SOURCE DOCUMENT:
## Load data
deliveries <- read_csv("C:/Users/tomjr/Downloads/deliveries.csv (2).zip")
##
## -- Column specification --------------------------------------------------------
## cols(
## .default = col_double(),
## batting_team = col_character(),
## bowling_team = col_character(),
## batsman = col_character(),
## non_striker = col_character(),
## bowler = col_character(),
## player_dismissed = col_character(),
## dismissal_kind = col_character(),
## fielder = col_character()
## )
## i Use `spec()` for the full column specifications.
matches <- read_csv("C:/Users/tomjr/Downloads/matches (1).csv")
##
## -- Column specification --------------------------------------------------------
## cols(
## id = col_double(),
## season = col_double(),
## city = col_character(),
## date = col_date(format = ""),
## team1 = col_character(),
## team2 = col_character(),
## toss_winner = col_character(),
## toss_decision = col_character(),
## result = col_character(),
## dl_applied = col_double(),
## winner = col_character(),
## win_by_runs = col_double(),
## win_by_wickets = col_double(),
## player_of_match = col_character(),
## venue = col_character(),
## umpire1 = col_character(),
## umpire2 = col_character(),
## umpire3 = col_logical()
## )
## create a third data set which tells us who actually won the tournament
# takes thirty seconds to find on wikipedia
champions <- tibble(season=c(2008,2009,2010,2011,2012,2013,2014,2015,2016),
champions = c("Rajasthan Royals","Deccan Chargers",
"Chennai Super Kings","Chennai Super Kings",
"Kolkata Knight Riders","Mumbai Indians","Kolkata Knight Riders",
"Mumbai Indians","Sunrisers Hyderabad"))
# merge data sets
ip <- merge(champions, matches, by.x = "season", by.y = "season")
#create ipl
ipl <- merge(ip, deliveries, by.x = "id", by.y = "match_id")
rm(ip)
rm(champions)
The Indian Premier League (IPL) is the biggest club cricket tournament in the world. It is the cricketing equivalent of the UEFA Champions League, NFL and Wimbledon. Every year there is a draft and the franchises choose their players, pay them insane wages, for under two months work. This analysis will hopefully explain both the sport and show why it is so popular.
So, here is the quickest and briefest summary of the tournament.
## `summarise()` regrouping output by 'winner' (override with `.groups` argument)
The Mumbai Indians have won the most amount of matches in its history. This is useful as the people of Mumbai’s happiness relies heavily on how successful their cricket team is. Although there is a massive amount of data to explore here, the best way to explain cricket is to dive right in.

DATA RECORDS:
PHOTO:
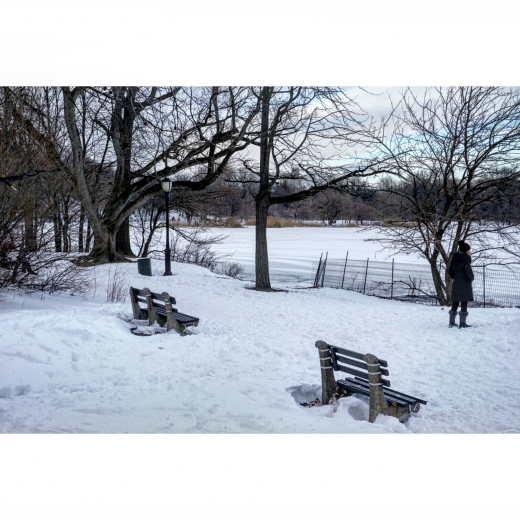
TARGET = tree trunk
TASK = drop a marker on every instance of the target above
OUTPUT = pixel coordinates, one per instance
(80, 234)
(262, 200)
(89, 237)
(123, 243)
(30, 242)
(263, 281)
(57, 232)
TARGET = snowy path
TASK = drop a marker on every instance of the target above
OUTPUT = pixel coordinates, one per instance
(69, 365)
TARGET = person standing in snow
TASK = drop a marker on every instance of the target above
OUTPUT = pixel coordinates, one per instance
(461, 291)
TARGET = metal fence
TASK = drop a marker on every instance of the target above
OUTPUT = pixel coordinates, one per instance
(492, 287)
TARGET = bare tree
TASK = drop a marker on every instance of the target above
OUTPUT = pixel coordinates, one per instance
(451, 156)
(301, 132)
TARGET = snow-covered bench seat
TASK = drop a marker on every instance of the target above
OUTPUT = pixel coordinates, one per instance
(159, 307)
(367, 381)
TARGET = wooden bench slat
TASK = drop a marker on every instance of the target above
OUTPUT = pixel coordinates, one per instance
(358, 364)
(415, 399)
(362, 375)
(185, 318)
(355, 355)
(357, 387)
(391, 394)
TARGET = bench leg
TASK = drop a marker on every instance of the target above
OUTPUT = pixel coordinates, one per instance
(378, 403)
(171, 322)
(328, 382)
(152, 315)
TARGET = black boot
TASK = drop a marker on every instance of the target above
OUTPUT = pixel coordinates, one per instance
(453, 315)
(462, 320)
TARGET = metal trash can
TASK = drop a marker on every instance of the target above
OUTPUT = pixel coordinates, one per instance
(144, 266)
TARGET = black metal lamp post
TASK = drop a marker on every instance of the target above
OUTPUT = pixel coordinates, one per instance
(166, 185)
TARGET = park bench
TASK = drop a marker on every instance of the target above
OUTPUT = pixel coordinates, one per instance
(159, 308)
(367, 370)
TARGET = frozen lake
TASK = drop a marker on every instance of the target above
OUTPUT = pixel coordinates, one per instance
(292, 251)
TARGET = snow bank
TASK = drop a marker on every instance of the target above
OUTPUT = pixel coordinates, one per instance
(71, 364)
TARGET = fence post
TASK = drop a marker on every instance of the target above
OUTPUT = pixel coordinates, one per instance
(344, 271)
(484, 283)
(366, 272)
(324, 267)
(392, 286)
(316, 278)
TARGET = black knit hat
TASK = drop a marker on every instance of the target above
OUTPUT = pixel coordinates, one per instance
(463, 247)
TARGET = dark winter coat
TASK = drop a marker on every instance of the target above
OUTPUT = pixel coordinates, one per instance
(462, 274)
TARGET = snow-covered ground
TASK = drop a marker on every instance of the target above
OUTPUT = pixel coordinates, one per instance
(70, 363)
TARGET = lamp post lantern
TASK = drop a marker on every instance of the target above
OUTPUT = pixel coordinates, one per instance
(166, 185)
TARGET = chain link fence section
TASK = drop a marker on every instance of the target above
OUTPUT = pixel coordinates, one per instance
(492, 287)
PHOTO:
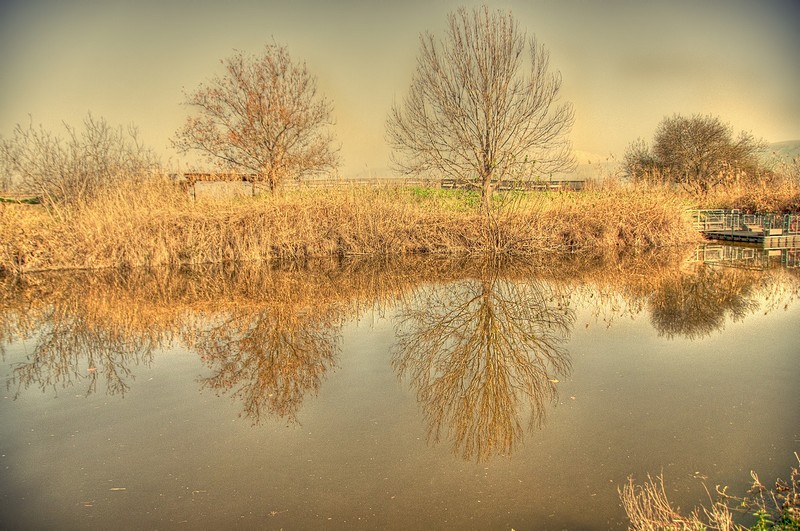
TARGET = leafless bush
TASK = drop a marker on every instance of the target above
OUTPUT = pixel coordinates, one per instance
(73, 168)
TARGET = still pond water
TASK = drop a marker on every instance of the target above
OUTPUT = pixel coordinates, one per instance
(405, 394)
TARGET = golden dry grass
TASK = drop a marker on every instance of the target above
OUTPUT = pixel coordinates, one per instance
(156, 224)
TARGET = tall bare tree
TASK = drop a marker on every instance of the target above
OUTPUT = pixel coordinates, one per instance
(480, 109)
(262, 116)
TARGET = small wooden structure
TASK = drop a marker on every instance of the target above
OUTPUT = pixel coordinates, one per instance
(769, 231)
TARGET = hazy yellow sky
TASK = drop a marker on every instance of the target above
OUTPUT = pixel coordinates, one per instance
(625, 64)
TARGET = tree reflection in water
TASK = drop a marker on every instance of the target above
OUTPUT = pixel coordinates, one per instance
(479, 343)
(268, 359)
(696, 304)
(480, 352)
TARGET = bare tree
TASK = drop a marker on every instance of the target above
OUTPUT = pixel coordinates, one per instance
(697, 153)
(262, 116)
(67, 170)
(474, 114)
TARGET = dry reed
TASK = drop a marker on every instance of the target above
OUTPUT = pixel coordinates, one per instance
(157, 224)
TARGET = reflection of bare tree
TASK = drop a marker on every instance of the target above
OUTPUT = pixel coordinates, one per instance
(68, 350)
(75, 341)
(268, 359)
(479, 352)
(695, 305)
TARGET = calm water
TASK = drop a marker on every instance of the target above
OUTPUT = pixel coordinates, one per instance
(413, 394)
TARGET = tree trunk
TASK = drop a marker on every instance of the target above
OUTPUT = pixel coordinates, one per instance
(486, 193)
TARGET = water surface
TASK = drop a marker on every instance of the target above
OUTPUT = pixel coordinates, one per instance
(416, 393)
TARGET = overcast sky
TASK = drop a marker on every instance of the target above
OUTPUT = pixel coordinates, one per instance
(625, 64)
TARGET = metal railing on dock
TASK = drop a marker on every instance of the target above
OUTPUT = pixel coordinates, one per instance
(714, 221)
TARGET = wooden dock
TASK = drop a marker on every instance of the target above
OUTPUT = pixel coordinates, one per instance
(768, 231)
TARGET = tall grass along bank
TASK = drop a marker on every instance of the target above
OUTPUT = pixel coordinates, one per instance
(157, 224)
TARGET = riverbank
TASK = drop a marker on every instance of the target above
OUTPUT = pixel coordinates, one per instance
(157, 224)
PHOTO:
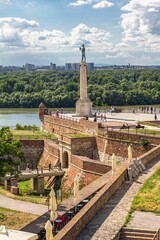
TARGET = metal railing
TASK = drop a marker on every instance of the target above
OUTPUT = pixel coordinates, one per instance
(157, 235)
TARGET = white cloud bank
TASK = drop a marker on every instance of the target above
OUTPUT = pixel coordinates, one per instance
(141, 24)
(103, 4)
(21, 35)
(5, 1)
(98, 3)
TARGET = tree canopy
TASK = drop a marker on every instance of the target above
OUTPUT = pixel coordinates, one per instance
(61, 88)
(10, 152)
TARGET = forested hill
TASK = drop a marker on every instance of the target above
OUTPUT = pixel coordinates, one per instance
(61, 89)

SET TASK: In the IPL analysis, which team is listed as the 2016 champion?

SOLUTION FOR THIS TASK: Sunrisers Hyderabad